In the data below, which lines contain "road"? List them by copying each one.

+-------+

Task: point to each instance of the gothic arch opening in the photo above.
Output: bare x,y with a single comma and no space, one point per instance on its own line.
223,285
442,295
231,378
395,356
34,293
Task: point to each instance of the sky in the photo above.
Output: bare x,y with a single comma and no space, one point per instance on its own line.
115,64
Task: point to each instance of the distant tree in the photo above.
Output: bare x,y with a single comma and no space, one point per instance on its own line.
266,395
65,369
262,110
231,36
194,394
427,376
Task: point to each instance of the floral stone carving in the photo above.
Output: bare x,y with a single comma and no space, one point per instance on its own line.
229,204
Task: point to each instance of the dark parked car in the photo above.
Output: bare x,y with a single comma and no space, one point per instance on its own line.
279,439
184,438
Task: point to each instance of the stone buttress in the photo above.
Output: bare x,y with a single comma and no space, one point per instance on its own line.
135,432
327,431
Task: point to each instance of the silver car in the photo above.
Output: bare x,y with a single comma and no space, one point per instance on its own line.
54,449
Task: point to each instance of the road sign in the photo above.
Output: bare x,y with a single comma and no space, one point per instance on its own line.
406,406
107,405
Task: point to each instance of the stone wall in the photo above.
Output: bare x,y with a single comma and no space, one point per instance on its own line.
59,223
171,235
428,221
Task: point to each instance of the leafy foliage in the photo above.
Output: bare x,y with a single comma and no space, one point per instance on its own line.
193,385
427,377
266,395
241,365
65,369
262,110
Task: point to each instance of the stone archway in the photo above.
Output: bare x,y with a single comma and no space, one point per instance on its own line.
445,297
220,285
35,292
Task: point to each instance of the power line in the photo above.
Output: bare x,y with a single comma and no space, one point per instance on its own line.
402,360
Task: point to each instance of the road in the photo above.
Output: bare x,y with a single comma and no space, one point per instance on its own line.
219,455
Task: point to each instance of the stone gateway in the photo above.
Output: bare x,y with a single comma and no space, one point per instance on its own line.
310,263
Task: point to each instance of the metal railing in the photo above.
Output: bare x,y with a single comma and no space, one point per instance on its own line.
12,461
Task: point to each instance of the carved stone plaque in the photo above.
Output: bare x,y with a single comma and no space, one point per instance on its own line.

+-------+

## Solved problem:
Task: point to each instance of the road sign in the photo above.
Task: point to each instance of the road in the photo above.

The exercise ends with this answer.